Turn the paragraph that begins "Now, as a board-certified radiologist" in the profile of Dr. Kristen Pope below into a brief bulleted list, keeping its main facts.

* **Page excerpt**
▬▬▬
PFF Insights

Meet Your PF Care Team: Dr. Kristen Pope

by Laura Devitt, Director, Programs
November 08, 2022
Kristen-Pope

Dr. Kristen Pope always knew that she wanted to be a doctor. Even at a young age, she found herself fascinated by the human body and how it works. She was able to pursue her passion and attended medical school at The University of Texas Medical Branch at Galveston. Dr. Pope found herself interested in many different specialties, but was fortunate enough to eventually “stumble” upon radiology. She found it fascinating due to the complexity and often challenging problem-solving involved. She completed her residency at the University of Kansas Medical Center and then went on to complete a fellowship at the University of California at San Francisco.

Now, as a board-certified radiologist with the University of Kansas Medical Center, she believes that radiology is crucial to patient care because it helps to determine diagnosis and disease management. On a typical day, she finds herself in front of multiple monitors, usually four to be exact, filled with patient charts, X-ray images, CT scans and more. She then dictates her imaging findings in a report for the patient’s physician, other members of the medical team, and the electronic chart. She highlights what is normal and abnormal on the imaging, and provides a diagnosis when possible — fibrosis, cancer, or any other number of diagnoses. Physicians then use her findings and reports to guide patient management.

She also participates in a weekly interstitial lung disease conference which is a meeting of pulmonologists, pathologists, rheumatologists, and other allied healthcare professionals about various cases. Together, they review the patient’s imaging, as well as patient history, laboratory results, and pathology, and collaborate to decide on the most likely diagnosis and appropriate therapy.

Dr. Pope enjoys the challenges of radiology and finds herself continually learning. She likes teaching and working with the University of Kansas’s radiology residents and medical students. She often comes across other physicians in the reading room and uses the opportunity to discuss and review different cases.

Her hope for the pulmonary fibrosis community is for greater disease awareness and earlier detection. She wants to help educate both the general public and primary care physicians about this disease. When she’s not at work, you can find Dr. Pope with her husband and two children, who are 11 and 13 years old. In her spare time, she enjoys traveling and unwinding with yoga or reading fiction novels instead of diagnostic imaging.
▬▬▬
* **Given data**
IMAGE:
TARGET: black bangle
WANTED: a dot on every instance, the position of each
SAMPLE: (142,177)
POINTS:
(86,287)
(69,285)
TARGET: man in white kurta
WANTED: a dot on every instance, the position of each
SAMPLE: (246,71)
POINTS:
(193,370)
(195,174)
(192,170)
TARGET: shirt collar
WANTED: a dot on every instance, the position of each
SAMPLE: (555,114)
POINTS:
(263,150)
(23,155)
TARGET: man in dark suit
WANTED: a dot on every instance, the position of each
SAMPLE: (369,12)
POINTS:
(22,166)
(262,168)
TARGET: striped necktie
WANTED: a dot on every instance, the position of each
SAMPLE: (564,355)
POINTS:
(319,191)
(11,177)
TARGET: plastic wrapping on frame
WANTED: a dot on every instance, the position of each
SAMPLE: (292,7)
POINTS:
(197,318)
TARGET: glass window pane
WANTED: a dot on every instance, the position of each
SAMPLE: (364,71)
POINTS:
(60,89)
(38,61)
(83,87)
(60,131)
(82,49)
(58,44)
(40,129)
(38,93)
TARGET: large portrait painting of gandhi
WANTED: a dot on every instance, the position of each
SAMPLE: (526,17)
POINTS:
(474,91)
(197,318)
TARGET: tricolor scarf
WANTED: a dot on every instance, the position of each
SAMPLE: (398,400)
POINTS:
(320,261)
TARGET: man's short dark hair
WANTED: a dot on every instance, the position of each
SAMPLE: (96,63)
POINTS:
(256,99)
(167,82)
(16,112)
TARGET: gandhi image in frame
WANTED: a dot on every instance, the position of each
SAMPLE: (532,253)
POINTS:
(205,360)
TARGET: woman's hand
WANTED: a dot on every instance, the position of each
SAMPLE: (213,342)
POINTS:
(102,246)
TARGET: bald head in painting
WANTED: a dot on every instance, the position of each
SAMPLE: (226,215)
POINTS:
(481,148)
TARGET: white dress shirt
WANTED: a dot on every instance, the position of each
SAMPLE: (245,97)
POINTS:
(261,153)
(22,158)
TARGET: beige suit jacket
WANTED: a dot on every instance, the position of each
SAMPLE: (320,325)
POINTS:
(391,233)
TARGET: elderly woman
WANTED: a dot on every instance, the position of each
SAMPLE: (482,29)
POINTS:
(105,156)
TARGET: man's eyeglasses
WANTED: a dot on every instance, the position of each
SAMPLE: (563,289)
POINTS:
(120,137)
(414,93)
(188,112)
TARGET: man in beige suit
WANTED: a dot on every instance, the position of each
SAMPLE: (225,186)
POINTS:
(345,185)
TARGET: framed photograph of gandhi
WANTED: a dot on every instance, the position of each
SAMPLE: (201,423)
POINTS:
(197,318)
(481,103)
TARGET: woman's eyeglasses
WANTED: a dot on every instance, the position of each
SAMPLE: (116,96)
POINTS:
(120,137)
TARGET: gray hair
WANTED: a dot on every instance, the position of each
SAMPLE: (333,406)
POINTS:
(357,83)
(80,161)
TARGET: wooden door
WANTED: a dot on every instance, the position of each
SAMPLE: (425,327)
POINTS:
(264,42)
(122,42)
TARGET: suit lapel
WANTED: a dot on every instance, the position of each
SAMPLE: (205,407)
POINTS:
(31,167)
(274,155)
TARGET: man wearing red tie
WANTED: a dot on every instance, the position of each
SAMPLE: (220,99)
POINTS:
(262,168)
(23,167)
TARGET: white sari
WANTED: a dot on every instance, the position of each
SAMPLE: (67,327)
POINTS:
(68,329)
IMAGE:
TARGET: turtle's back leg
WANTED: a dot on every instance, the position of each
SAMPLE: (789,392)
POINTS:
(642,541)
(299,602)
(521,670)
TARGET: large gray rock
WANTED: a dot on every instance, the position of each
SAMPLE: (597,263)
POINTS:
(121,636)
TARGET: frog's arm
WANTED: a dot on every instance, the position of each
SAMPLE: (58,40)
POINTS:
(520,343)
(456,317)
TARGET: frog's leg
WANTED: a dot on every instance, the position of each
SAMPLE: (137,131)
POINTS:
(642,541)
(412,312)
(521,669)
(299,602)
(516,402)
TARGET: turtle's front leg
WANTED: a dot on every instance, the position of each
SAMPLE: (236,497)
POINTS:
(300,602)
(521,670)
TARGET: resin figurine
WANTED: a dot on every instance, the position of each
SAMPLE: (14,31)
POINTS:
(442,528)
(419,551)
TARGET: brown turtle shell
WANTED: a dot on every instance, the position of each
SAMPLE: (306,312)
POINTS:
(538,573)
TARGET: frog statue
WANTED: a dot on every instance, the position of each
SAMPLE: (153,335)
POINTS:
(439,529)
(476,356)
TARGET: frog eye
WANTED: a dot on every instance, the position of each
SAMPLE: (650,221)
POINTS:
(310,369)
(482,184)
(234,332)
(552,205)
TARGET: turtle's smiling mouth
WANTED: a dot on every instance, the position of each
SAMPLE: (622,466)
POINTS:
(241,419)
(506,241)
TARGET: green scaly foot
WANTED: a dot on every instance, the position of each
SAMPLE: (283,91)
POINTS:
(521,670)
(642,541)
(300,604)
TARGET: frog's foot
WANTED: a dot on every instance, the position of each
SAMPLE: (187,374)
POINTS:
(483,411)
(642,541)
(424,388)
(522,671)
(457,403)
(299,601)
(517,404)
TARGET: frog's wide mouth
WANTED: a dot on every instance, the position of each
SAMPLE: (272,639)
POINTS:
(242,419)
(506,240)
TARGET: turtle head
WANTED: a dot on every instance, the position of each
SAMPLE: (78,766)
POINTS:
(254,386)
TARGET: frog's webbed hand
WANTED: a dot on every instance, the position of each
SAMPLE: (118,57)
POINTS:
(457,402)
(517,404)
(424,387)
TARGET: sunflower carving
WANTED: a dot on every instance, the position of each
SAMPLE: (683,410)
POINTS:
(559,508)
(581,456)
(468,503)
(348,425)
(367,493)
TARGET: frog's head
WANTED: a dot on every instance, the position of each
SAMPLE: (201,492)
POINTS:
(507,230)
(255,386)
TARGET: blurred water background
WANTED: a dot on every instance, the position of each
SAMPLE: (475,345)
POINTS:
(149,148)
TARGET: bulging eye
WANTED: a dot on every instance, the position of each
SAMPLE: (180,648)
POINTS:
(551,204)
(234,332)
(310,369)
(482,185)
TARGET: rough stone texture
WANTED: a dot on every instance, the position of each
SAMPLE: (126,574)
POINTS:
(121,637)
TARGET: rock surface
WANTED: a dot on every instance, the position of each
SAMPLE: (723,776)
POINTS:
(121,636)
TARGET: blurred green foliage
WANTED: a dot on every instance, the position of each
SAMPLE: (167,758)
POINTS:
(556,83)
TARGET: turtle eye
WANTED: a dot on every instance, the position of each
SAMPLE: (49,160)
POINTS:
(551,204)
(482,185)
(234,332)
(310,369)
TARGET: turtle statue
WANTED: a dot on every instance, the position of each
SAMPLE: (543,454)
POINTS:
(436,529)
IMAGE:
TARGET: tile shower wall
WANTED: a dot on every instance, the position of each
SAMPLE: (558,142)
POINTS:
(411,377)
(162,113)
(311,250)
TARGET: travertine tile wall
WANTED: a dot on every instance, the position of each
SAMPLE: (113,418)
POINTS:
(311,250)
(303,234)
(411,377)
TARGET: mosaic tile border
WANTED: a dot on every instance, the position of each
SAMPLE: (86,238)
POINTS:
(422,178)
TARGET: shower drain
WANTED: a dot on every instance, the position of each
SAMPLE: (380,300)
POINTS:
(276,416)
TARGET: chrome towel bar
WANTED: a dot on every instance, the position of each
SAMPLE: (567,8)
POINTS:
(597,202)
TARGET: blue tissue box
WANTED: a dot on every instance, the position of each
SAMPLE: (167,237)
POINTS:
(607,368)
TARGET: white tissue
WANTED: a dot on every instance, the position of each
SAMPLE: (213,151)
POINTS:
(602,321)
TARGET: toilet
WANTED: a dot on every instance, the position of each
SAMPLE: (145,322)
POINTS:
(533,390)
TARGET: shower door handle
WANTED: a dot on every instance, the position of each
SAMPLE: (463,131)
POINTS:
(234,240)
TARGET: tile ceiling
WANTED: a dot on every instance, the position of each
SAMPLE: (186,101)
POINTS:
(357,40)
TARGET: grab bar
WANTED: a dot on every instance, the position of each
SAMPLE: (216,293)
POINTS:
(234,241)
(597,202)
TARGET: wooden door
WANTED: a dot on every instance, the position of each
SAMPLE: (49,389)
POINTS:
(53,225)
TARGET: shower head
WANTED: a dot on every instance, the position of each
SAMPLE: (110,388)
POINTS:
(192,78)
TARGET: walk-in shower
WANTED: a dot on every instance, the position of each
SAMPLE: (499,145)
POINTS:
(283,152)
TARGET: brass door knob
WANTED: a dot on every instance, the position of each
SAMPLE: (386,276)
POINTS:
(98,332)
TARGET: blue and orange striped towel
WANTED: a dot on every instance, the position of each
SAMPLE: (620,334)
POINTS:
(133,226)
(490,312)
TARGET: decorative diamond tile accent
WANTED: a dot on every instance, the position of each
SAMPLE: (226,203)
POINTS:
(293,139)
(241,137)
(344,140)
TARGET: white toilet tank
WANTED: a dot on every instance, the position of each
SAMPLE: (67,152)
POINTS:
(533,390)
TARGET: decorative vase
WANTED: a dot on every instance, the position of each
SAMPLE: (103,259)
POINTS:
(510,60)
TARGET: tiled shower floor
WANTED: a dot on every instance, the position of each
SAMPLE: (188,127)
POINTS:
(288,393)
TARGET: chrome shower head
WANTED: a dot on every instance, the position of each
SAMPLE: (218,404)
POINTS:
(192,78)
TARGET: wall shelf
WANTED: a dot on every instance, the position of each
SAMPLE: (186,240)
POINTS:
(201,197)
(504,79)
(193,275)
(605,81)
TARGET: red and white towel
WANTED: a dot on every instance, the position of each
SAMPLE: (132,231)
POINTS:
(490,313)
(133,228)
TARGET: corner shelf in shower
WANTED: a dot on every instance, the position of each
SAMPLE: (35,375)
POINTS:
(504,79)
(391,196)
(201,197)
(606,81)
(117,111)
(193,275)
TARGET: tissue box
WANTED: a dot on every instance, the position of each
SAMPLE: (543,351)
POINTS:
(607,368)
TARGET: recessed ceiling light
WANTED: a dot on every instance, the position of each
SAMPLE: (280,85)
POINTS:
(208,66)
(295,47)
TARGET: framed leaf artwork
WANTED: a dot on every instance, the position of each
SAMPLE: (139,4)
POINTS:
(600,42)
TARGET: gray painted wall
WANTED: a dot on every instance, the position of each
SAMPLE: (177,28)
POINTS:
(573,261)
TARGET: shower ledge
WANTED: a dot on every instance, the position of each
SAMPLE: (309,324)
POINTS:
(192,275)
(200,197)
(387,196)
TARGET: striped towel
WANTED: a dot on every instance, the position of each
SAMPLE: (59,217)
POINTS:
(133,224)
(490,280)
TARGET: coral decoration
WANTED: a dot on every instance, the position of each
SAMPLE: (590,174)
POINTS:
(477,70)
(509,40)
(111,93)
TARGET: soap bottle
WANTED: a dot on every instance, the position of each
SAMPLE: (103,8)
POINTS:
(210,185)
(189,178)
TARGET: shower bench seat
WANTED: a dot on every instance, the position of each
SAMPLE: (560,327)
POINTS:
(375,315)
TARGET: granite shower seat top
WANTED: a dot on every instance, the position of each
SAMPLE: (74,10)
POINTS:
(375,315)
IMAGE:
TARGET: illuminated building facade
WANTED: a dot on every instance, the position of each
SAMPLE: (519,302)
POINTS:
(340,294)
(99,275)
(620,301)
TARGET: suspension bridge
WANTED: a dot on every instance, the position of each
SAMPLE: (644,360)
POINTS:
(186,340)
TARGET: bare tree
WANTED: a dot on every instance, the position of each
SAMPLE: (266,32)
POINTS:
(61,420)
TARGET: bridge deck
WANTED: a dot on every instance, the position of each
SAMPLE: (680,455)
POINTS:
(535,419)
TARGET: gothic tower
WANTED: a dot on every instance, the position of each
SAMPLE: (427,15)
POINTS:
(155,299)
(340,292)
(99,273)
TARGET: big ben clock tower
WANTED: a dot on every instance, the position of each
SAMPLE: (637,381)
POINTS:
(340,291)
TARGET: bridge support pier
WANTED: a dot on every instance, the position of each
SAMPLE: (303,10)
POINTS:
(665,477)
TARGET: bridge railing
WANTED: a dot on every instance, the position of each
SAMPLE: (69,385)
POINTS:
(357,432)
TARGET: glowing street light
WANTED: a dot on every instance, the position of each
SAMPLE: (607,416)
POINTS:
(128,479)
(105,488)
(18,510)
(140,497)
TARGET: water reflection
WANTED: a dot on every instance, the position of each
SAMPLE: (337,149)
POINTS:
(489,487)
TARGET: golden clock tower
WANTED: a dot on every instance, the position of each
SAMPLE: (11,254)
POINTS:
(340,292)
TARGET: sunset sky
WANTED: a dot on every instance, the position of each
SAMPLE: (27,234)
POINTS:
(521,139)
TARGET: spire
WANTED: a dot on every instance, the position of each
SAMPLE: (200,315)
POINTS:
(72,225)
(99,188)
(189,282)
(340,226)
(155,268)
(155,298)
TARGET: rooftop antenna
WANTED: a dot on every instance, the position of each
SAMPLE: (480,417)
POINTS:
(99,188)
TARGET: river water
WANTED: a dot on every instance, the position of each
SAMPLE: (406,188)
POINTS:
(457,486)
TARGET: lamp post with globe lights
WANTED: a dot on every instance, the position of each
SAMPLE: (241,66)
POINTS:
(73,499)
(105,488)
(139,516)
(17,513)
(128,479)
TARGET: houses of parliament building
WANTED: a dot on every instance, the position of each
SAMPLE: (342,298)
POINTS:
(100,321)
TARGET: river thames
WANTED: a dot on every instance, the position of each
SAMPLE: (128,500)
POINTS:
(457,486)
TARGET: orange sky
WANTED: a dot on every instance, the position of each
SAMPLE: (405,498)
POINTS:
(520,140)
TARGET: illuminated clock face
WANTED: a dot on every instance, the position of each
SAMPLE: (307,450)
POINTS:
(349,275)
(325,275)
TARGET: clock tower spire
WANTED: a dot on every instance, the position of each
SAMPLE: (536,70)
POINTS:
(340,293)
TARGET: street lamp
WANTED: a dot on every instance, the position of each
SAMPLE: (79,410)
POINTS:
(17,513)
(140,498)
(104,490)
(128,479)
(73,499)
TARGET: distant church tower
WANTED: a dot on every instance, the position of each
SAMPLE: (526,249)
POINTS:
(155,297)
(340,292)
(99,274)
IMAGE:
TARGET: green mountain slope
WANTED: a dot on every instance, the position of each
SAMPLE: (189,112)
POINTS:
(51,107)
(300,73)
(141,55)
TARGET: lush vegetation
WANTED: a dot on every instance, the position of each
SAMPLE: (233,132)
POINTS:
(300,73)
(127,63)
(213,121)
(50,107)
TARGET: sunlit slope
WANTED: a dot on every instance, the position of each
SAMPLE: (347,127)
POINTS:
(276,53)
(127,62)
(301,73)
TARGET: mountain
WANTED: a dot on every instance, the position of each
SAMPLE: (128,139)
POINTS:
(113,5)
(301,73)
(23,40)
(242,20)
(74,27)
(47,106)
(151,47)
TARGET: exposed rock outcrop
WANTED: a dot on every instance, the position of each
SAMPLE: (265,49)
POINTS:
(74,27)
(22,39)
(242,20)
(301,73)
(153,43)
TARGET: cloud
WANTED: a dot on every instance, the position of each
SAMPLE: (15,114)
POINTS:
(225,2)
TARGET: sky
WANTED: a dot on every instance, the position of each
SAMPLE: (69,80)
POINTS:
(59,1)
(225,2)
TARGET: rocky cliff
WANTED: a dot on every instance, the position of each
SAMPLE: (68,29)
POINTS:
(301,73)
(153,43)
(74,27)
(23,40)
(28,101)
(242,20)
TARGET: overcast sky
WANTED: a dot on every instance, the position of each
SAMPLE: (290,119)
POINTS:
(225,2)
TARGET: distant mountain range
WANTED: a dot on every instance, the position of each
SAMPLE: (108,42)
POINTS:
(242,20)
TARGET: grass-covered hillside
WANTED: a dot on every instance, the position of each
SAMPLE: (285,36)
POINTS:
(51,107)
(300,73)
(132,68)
▬▬▬
* **Answer to the exercise**
- Board-certified radiologist with the University of Kansas Medical Center who sees radiology as crucial to patient care because it helps determine diagnosis and disease management
- Typically works at multiple monitors, usually four, showing patient charts, X-ray images, CT scans and more
- Dictates her imaging findings in a report for the patient's physician, other members of the medical team, and the electronic chart
- Highlights what is normal and abnormal on the imaging and gives a diagnosis when possible, such as fibrosis or cancer
- Physicians use her findings and reports to guide patient management